■ GIVEN REQUEST ■
Reproduce the material starting at the line containing "Please pin the yellow" and ending at the line containing "Please pin the blurred", swapping "crocus flower" for "crocus bloom" and leaving everything else unchanged.

■ RECORDS ■
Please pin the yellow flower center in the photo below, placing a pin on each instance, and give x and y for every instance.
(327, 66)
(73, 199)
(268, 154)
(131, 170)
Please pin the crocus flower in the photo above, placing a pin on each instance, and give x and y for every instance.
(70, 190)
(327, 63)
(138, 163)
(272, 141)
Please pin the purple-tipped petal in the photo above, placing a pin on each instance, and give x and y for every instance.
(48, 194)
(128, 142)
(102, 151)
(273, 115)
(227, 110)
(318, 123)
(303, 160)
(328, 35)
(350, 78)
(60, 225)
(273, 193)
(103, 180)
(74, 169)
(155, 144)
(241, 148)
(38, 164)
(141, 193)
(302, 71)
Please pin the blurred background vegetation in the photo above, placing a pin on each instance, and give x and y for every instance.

* * *

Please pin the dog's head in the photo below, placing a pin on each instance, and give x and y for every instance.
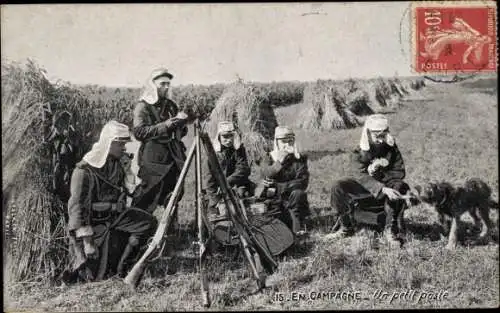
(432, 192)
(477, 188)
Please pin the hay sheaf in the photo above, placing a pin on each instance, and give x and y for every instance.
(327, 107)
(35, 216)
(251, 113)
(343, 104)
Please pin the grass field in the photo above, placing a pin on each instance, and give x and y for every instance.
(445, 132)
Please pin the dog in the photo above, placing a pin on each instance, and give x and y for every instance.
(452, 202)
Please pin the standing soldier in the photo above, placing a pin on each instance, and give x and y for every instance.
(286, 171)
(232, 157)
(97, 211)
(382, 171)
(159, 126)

...

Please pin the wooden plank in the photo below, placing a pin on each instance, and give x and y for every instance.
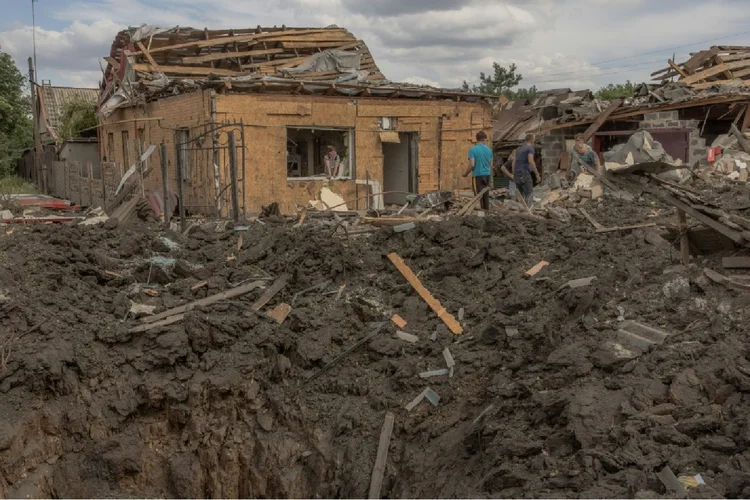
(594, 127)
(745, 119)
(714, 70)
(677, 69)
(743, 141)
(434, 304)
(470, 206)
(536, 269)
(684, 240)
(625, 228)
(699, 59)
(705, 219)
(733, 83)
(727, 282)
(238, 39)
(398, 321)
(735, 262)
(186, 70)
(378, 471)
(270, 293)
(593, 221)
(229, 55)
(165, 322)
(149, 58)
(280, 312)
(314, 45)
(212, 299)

■ EXERCISE SOLUTION ■
Please pin the yellow flower center in the photo below, placing a pin on each instance, and give x and y for every instance.
(327, 66)
(73, 199)
(268, 154)
(131, 170)
Please pin the crocus bloom in the photo above, placing a pin on each instance, and give x and y for every instance.
(70, 190)
(327, 63)
(138, 163)
(272, 141)
Please pin the purple-tipped petal in the photo above, placing a pin on each instance, and give x and y for every instance.
(48, 194)
(128, 142)
(102, 151)
(273, 115)
(227, 110)
(318, 123)
(303, 160)
(328, 35)
(350, 78)
(60, 225)
(273, 193)
(103, 180)
(74, 169)
(155, 144)
(241, 148)
(38, 164)
(141, 193)
(302, 71)
Please pin the blurred background vegetation in the photo above, placing a pin on each instance, and give x and y for every instance.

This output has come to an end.